● YOUR OBJECTIVE
In every one of the records below, change "single dot apiece" to "one dot each" and leave the rest of each line as it is.

-- start EXCERPTED DATA --

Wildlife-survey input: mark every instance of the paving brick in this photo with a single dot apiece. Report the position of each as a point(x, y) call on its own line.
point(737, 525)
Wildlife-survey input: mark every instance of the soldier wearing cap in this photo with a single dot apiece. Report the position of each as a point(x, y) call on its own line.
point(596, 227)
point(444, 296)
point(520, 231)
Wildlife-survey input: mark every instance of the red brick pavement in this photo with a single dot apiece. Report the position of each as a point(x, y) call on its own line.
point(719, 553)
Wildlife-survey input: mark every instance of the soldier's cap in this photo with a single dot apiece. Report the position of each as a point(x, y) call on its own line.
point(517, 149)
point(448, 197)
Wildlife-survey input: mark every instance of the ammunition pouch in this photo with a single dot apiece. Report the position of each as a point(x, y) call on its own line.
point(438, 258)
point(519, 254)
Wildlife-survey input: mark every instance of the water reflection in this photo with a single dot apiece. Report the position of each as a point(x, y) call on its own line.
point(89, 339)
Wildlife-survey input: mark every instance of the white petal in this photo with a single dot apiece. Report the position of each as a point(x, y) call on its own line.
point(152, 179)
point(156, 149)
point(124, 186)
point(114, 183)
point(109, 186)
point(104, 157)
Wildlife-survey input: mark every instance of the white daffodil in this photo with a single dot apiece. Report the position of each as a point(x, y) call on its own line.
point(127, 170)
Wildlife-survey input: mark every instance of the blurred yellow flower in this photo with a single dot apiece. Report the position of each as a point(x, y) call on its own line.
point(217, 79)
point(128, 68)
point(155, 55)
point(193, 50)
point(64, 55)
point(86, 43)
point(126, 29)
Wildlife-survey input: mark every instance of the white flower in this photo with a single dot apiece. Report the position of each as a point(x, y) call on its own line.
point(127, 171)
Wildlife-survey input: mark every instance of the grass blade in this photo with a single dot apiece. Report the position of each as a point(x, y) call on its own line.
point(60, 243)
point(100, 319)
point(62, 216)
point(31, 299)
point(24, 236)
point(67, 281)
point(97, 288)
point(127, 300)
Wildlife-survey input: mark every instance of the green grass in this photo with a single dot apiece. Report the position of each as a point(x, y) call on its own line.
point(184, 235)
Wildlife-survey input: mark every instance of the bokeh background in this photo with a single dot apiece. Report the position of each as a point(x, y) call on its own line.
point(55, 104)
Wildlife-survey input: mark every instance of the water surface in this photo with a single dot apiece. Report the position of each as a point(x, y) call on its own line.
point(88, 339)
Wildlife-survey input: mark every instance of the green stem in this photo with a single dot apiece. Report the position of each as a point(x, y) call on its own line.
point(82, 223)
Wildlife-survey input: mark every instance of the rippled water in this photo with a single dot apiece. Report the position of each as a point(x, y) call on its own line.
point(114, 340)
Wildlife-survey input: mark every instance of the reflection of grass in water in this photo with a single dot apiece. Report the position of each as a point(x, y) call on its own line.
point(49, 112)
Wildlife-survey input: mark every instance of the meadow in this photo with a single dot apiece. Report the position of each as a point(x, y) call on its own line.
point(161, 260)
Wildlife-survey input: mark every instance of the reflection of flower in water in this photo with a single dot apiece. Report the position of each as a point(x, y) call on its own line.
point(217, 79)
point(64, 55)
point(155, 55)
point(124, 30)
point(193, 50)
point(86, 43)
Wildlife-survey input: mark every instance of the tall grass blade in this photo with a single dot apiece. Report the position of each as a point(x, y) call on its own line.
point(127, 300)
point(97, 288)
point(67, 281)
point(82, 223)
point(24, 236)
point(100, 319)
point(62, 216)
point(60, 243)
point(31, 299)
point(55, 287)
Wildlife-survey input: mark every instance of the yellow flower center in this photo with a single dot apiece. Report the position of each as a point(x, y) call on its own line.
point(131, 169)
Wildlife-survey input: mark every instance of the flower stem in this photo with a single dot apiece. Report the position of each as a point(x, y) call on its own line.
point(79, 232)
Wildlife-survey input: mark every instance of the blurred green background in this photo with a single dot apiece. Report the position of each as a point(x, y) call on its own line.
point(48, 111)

-- end EXCERPTED DATA --

● RESULT OF THIS TASK
Wildlife-survey input: mark every instance of the paving brick in this photo with a one dot each. Report the position of each as a point(x, y) call on its own line.
point(737, 525)
Wildlife-survey input: mark every instance of the soldier wearing cap in this photo with a one dot each. Report the position of each as a point(x, y) call on its own line.
point(596, 227)
point(444, 296)
point(520, 231)
Wildlife-survey input: mark every instance of the red brick pavement in this photo with a one dot each. Report the position of each as a point(x, y) call on its own line.
point(719, 553)
Wildlife-survey input: mark every instance of the soldier's cap in this photo with a one dot each. Report the position of each as a point(x, y) call on its own line.
point(517, 149)
point(448, 197)
Wildlife-survey input: mark every instance of the ammunition pouch in this photo with a one dot each. Report the position of each as a point(x, y) call on its own line.
point(438, 258)
point(519, 254)
Wildlife-survey input: mark every instance of the water reflection in this photo with a one dot each. Report the position of each as a point(x, y) call on its own line.
point(89, 339)
Wildlife-survey input: mark every instance of the white petal in this photo with a one dot each. Report the position of each as a point(x, y) call on its own line.
point(152, 179)
point(156, 149)
point(124, 186)
point(114, 183)
point(109, 186)
point(104, 157)
Wildlife-survey input: mark every instance of the white daffodil in this photo with a one dot each. Report the position of each as a point(x, y) call on its own line.
point(127, 170)
Wildlife-survey input: mark every instance of the blurred yellow flower in this photo with a one dot each. Report the position of each as a point(x, y) call on its own line.
point(217, 79)
point(128, 68)
point(155, 55)
point(193, 50)
point(64, 55)
point(86, 43)
point(126, 29)
Wildlife-survey input: mark every instance of the white flower in this photo with a one dot each. Report the position of each as a point(x, y) call on its own line.
point(127, 171)
Wildlife-survey input: mark every instance of the grass blade in this photo with a one dot each. Report the position of each as a point(x, y) call on its own line.
point(60, 243)
point(100, 319)
point(62, 216)
point(31, 299)
point(24, 236)
point(67, 281)
point(97, 288)
point(127, 300)
Wildlife-survey input: mark every instance of the green grass in this photo with a one dot each. Report the position of each as a point(x, y) call on its own line.
point(184, 235)
Wildlife-survey input: mark every instance of the bokeh background in this photo with a one dot each. Report the position of each as a point(x, y) call on its own line.
point(55, 104)
Wildlife-survey input: mark every instance of the water surface in this photo with a one dot each. Report the position of each as a point(x, y) call on its own line.
point(88, 339)
Wildlife-survey input: mark every instance of the green stem in this photo with a one dot each. Report the position of each as a point(x, y) call on its own line.
point(82, 223)
Wildlife-survey input: mark every instance of the rippled water in this photo with a one dot each. Report the position of each as a point(x, y) call on its own line.
point(114, 340)
Wildlife-survey input: mark every instance of the reflection of grass in water in this photo with a one dot each. Report the position of each as a point(x, y) call on its own line.
point(49, 112)
Wildlife-survey input: mark every instance of the meadow in this photo with a one dot each. Report the position of each as a point(x, y) call on its own line.
point(161, 260)
Wildlife-survey input: mark every instance of the reflection of flower in water in this photo with a one dot each. Report the position of each as a point(x, y) call on its own line.
point(217, 79)
point(64, 55)
point(155, 55)
point(124, 30)
point(193, 50)
point(86, 43)
Wildlife-survey input: mark every instance of the tall grass blade in this photo with a one dot each. Report the position of each as a point(x, y) call on its own line.
point(127, 300)
point(97, 288)
point(67, 281)
point(82, 223)
point(24, 236)
point(100, 319)
point(62, 216)
point(60, 243)
point(31, 299)
point(55, 287)
Wildlife-survey input: mark every instance of the yellow flower center in this photo with a one dot each. Report the position of each as a point(x, y) call on its own line.
point(131, 169)
Wildlife-survey input: mark every instance of the flower stem in this photo with a one dot each. Report the position of each as a point(x, y) call on its own line.
point(79, 232)
Wildlife-survey input: mark every instance of the blurred green background in this photo with a one dot each. Report the position of each as a point(x, y) call on its own line.
point(48, 111)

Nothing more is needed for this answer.